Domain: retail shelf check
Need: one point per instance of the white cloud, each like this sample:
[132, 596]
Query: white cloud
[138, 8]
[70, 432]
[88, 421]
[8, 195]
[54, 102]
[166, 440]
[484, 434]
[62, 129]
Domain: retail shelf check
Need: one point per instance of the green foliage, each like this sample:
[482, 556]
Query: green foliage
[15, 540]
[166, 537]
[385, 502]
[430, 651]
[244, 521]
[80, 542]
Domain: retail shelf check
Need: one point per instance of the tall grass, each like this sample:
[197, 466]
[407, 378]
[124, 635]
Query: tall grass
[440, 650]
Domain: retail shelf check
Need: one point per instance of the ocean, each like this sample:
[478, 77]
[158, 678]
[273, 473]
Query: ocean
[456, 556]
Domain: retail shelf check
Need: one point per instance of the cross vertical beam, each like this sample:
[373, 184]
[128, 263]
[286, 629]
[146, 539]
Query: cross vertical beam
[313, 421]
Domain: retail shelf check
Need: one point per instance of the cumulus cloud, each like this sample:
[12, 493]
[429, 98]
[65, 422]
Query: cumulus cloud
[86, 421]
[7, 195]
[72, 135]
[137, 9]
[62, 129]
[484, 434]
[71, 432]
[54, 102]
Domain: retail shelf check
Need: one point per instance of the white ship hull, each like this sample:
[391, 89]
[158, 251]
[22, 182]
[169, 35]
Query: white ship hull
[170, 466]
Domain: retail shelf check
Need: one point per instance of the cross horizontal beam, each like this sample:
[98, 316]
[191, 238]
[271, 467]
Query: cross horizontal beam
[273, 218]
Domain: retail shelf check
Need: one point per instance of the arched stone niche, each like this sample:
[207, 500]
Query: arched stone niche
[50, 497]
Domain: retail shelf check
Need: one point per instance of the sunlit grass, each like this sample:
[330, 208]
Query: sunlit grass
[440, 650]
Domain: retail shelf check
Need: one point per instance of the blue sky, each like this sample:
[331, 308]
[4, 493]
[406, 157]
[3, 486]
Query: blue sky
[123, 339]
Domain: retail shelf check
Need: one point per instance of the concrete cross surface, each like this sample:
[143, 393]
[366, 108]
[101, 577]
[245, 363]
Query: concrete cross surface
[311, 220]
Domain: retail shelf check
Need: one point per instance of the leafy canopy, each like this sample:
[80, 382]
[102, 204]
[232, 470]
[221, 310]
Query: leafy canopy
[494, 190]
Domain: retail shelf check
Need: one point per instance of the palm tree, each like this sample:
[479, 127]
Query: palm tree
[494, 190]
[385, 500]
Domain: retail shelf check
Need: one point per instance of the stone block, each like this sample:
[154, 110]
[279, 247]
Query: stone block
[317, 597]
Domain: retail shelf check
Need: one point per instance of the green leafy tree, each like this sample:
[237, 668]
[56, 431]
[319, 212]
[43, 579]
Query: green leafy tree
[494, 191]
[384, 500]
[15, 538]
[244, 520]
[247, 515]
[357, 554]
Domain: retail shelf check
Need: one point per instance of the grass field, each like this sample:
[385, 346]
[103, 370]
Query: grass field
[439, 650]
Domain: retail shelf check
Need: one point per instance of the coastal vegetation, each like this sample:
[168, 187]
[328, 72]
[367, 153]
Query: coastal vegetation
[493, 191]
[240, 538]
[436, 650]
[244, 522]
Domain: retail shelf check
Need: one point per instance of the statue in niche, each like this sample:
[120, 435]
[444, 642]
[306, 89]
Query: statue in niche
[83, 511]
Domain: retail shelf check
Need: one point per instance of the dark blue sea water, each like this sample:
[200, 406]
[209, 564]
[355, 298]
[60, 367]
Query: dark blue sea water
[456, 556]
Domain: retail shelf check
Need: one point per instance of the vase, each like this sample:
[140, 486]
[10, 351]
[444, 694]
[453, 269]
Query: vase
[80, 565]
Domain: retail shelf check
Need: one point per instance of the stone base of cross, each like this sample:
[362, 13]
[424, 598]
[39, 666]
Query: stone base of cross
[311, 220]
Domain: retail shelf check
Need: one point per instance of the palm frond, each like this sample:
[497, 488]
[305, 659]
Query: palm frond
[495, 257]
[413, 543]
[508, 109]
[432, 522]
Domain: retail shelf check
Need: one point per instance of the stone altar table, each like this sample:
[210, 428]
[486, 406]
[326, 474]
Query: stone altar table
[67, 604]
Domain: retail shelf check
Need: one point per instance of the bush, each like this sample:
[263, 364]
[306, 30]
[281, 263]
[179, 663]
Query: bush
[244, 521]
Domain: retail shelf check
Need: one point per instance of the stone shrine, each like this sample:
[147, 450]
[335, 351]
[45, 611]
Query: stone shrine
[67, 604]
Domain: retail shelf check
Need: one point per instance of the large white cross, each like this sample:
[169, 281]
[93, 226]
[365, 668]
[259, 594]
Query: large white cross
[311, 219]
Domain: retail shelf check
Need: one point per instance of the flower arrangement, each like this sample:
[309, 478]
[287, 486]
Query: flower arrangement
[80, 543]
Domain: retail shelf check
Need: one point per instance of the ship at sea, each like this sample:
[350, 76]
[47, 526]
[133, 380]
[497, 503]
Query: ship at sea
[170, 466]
------
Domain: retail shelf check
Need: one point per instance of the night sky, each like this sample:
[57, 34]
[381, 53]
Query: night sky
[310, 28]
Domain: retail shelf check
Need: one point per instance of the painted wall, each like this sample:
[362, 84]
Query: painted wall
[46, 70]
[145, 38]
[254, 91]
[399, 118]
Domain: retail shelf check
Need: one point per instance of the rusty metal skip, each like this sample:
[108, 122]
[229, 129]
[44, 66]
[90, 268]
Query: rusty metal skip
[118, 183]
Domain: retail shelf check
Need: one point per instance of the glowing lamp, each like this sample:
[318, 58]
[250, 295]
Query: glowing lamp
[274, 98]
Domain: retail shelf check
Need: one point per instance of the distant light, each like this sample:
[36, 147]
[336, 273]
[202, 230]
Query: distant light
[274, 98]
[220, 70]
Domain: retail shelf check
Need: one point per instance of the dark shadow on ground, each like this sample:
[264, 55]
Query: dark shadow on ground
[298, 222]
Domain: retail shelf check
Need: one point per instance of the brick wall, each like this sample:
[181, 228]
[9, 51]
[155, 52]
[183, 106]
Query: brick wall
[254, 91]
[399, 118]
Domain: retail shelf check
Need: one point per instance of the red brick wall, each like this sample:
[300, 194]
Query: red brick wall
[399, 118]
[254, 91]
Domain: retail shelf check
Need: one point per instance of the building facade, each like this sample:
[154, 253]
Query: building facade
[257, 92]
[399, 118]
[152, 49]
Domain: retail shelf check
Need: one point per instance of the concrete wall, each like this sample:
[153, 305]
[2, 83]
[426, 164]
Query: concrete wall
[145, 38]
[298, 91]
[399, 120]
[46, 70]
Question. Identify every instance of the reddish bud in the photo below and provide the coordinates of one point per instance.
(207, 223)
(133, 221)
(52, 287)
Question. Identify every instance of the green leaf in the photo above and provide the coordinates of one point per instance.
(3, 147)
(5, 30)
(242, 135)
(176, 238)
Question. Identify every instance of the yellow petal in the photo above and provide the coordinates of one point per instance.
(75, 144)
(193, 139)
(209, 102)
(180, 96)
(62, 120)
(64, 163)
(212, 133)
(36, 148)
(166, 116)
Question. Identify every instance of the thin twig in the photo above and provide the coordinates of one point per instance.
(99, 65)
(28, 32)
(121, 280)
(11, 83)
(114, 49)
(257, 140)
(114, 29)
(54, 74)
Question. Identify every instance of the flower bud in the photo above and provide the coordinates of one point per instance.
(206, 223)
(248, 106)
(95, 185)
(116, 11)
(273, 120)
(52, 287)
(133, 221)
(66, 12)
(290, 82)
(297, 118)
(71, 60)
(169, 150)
------
Instruction: Find every line in the items above that contains the word "canopy", and copy each of those lines.

Answer for this exercise:
Need: one point per instance of the leafy canopy, each like this sample:
Query: leafy canopy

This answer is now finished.